EXERCISE REQUIREMENTS: Set each line of the material below down word for word, from the first through the line that holds "column 152, row 37", but not the pictures.

MATERIAL FOR THIS EXERCISE:
━━━━━━━━
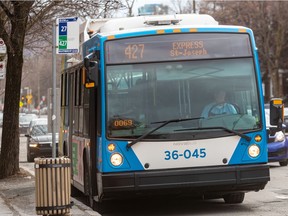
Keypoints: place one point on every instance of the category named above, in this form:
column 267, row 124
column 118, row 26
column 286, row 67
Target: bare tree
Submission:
column 31, row 19
column 268, row 20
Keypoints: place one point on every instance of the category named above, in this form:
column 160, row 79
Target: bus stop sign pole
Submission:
column 53, row 116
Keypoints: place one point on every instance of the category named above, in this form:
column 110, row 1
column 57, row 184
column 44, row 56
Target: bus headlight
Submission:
column 33, row 145
column 116, row 159
column 254, row 150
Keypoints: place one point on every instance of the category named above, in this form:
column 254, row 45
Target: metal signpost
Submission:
column 3, row 52
column 65, row 41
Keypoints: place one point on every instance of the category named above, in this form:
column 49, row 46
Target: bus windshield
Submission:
column 140, row 94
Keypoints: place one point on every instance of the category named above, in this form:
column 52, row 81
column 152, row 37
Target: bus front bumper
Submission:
column 204, row 180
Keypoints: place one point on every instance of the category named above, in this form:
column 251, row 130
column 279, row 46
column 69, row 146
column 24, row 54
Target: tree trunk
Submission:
column 9, row 157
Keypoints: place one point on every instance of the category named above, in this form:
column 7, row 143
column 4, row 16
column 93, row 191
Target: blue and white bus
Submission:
column 132, row 119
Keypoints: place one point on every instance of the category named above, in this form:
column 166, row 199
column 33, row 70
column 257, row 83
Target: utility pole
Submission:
column 53, row 116
column 194, row 6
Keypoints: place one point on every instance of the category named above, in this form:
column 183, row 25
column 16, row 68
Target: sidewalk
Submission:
column 17, row 197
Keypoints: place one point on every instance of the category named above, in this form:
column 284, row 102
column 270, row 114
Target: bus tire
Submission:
column 234, row 198
column 283, row 163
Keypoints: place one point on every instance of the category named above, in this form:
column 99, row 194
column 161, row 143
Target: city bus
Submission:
column 132, row 110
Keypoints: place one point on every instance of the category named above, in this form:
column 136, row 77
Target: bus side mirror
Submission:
column 277, row 113
column 90, row 73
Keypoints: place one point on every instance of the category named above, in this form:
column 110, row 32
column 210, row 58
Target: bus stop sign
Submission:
column 67, row 34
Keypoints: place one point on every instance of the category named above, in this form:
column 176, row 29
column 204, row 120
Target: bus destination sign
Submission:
column 170, row 47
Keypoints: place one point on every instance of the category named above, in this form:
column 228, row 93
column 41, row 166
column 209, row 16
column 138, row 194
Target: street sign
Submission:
column 2, row 47
column 2, row 75
column 2, row 67
column 67, row 34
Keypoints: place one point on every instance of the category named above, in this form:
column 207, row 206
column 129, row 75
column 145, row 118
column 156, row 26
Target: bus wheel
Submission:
column 234, row 198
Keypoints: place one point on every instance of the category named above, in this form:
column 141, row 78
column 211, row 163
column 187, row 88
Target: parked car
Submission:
column 36, row 121
column 24, row 121
column 277, row 144
column 39, row 142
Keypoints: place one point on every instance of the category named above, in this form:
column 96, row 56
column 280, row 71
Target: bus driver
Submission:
column 219, row 106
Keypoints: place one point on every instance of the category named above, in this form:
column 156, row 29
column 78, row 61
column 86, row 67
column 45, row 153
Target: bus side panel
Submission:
column 78, row 145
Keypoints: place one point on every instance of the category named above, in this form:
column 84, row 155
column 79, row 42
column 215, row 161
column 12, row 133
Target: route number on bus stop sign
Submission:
column 67, row 33
column 2, row 47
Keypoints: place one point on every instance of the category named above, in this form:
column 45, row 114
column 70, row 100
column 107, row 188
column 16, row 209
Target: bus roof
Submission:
column 128, row 23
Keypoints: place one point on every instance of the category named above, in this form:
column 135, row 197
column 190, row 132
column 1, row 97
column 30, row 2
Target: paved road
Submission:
column 270, row 201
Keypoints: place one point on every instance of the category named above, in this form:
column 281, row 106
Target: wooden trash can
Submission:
column 53, row 189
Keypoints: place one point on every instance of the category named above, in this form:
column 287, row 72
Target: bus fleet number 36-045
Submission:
column 187, row 154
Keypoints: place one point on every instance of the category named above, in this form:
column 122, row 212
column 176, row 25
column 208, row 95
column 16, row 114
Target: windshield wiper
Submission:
column 222, row 128
column 163, row 123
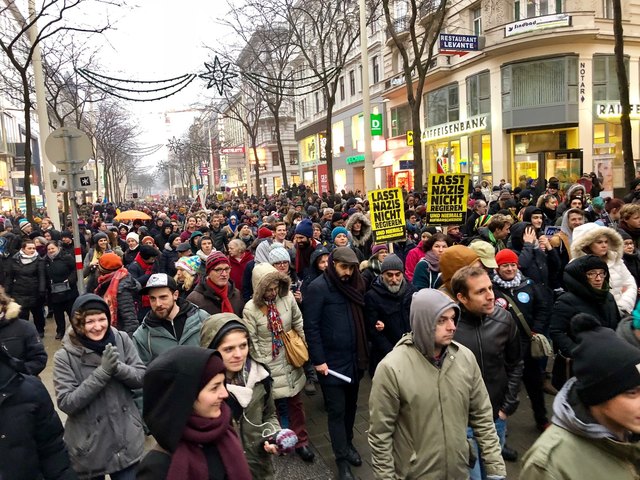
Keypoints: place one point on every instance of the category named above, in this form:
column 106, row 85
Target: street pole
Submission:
column 369, row 177
column 43, row 120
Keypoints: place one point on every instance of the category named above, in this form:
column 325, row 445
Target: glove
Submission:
column 110, row 359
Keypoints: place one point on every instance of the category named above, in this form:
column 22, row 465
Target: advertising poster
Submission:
column 387, row 215
column 447, row 198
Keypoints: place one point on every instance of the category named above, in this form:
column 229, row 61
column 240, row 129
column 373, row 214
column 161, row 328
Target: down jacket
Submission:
column 621, row 282
column 104, row 430
column 21, row 340
column 287, row 380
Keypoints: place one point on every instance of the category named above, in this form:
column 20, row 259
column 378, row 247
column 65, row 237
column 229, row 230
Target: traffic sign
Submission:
━━━━━━━━
TASK SOLUTION:
Keypoints: place one point on every instance of the category named above, in this form:
column 267, row 124
column 118, row 26
column 286, row 67
Target: bare tree
Submission:
column 31, row 19
column 268, row 20
Keypoints: place one point on every instance of the category named above, in this form:
column 160, row 79
Target: bus stop sign pole
Submission:
column 53, row 116
Keypoints: place one point on every instance of the category named above, in this form:
column 110, row 1
column 57, row 184
column 44, row 56
Target: bus headlight
Submission:
column 33, row 145
column 116, row 159
column 254, row 150
Keypoints: place one point on every instance of the category named above, in this form:
column 254, row 45
Target: metal signpost
Submission:
column 3, row 52
column 65, row 41
Keypoints: place one point on every instance of the category named above, in this form:
column 49, row 46
Target: bus windshield
Submission:
column 140, row 94
Keypoints: place one point on every instance of the category named above, in this form:
column 52, row 81
column 152, row 37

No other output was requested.